**Problem statement:** If a line below contains the string "target", return that line.

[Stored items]
:::::

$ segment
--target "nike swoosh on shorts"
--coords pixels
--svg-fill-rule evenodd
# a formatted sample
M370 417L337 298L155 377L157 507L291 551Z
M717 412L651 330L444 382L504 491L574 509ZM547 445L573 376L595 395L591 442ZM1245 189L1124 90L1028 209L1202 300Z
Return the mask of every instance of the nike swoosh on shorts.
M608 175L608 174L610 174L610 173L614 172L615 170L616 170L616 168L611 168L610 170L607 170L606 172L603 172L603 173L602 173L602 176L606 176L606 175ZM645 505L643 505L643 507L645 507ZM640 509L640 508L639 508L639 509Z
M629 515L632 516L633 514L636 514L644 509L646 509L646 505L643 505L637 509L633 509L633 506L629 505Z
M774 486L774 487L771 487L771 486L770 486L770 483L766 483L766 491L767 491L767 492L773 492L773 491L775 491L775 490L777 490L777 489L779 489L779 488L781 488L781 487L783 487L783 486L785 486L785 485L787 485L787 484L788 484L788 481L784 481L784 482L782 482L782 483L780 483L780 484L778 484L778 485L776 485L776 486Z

:::::

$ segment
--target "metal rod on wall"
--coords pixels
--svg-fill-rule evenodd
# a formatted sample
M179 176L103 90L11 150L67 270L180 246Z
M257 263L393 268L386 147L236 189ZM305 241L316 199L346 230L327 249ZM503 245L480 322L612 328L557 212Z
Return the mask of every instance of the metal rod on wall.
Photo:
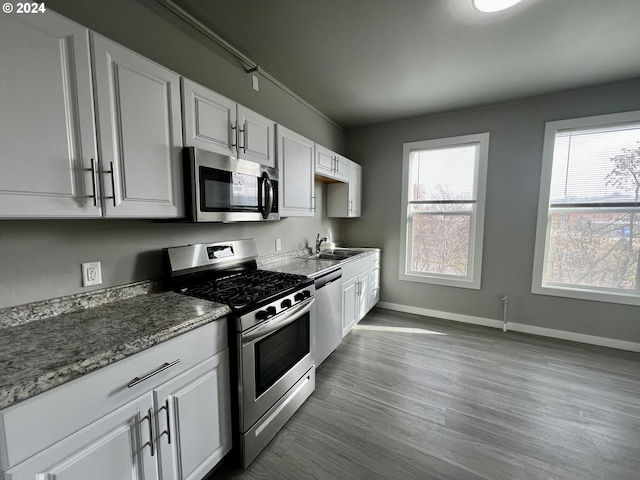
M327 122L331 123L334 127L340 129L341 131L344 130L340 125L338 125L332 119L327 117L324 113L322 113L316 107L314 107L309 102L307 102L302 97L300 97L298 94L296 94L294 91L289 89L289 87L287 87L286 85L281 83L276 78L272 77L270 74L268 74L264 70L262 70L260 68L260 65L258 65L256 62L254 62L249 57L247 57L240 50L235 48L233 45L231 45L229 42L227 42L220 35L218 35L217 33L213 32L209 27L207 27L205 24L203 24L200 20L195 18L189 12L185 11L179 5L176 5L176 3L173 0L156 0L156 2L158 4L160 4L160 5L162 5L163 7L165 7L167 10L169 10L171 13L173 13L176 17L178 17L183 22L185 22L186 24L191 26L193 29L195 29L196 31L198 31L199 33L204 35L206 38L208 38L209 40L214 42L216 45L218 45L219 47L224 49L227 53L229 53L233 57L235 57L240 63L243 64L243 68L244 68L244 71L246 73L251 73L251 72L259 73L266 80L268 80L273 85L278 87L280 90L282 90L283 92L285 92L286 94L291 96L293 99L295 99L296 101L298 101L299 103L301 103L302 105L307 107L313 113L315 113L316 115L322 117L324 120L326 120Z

:::::

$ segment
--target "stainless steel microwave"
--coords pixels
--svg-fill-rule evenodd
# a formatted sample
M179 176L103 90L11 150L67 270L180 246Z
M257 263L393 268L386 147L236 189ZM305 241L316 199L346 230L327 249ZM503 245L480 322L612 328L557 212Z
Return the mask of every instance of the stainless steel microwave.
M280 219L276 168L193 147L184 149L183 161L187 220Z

:::::

**Answer to this task:**
--target "nike swoosh on shorts"
--target "metal rod on wall"
--target "stainless steel microwave"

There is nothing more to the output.